[Natural-language object grounding data]
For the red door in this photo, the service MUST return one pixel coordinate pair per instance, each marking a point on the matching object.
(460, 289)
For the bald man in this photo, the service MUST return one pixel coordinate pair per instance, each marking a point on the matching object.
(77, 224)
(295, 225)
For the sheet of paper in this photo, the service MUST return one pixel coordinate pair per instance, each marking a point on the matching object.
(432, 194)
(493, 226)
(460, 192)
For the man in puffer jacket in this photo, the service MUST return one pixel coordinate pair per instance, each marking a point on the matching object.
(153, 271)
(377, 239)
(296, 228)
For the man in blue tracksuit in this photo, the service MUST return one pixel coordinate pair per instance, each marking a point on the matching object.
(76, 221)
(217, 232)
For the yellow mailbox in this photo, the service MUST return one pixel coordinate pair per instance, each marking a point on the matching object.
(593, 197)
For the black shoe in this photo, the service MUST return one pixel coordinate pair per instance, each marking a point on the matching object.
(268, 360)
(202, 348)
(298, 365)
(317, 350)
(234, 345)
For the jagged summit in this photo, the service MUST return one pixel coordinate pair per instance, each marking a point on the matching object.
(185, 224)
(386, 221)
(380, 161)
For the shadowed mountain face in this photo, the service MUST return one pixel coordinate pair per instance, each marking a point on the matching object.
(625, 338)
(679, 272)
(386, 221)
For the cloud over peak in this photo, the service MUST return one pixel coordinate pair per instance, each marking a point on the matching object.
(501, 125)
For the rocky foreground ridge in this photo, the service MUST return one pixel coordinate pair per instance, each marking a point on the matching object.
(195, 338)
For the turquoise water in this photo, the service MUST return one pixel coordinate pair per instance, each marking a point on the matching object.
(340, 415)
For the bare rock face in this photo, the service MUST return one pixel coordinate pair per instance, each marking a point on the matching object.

§ ABOUT THIS EXERCISE
The span to print begins at the line containing "For the black" and ends at the final line of the entries; print it exactly and print nothing else.

§ SOLUTION TO THIS PROBLEM
For the black shoe in this photo, the service MUST return one pixel coordinate pair per instance, each marking a point on the matching object.
(268, 360)
(202, 348)
(298, 365)
(317, 350)
(234, 345)
For the jagged summit in this photo, the service MUST return one pixel coordinate pair per instance, each marking a point on the matching object.
(185, 224)
(386, 221)
(380, 161)
For the shadowed mountain face in this photo, the service MUST return one pixel coordinate pair per instance, each marking a point on the matching object.
(625, 338)
(679, 272)
(386, 221)
For the cloud over peak in this photo, the service MUST return one pixel coordinate pair per instance, each marking a point on the matching object.
(501, 125)
For the rocky foreground ridge in this photo, the service MUST return one pixel coordinate pair per instance, each marking a point on the matching object.
(195, 338)
For the turquoise water in this photo, the service MUST return one pixel coordinate pair per instance, each marking a point on the matching object.
(340, 415)
For the bare rock face in this photo, the service MUST return one pixel coordinate pair per instance, each marking a point on the matching object.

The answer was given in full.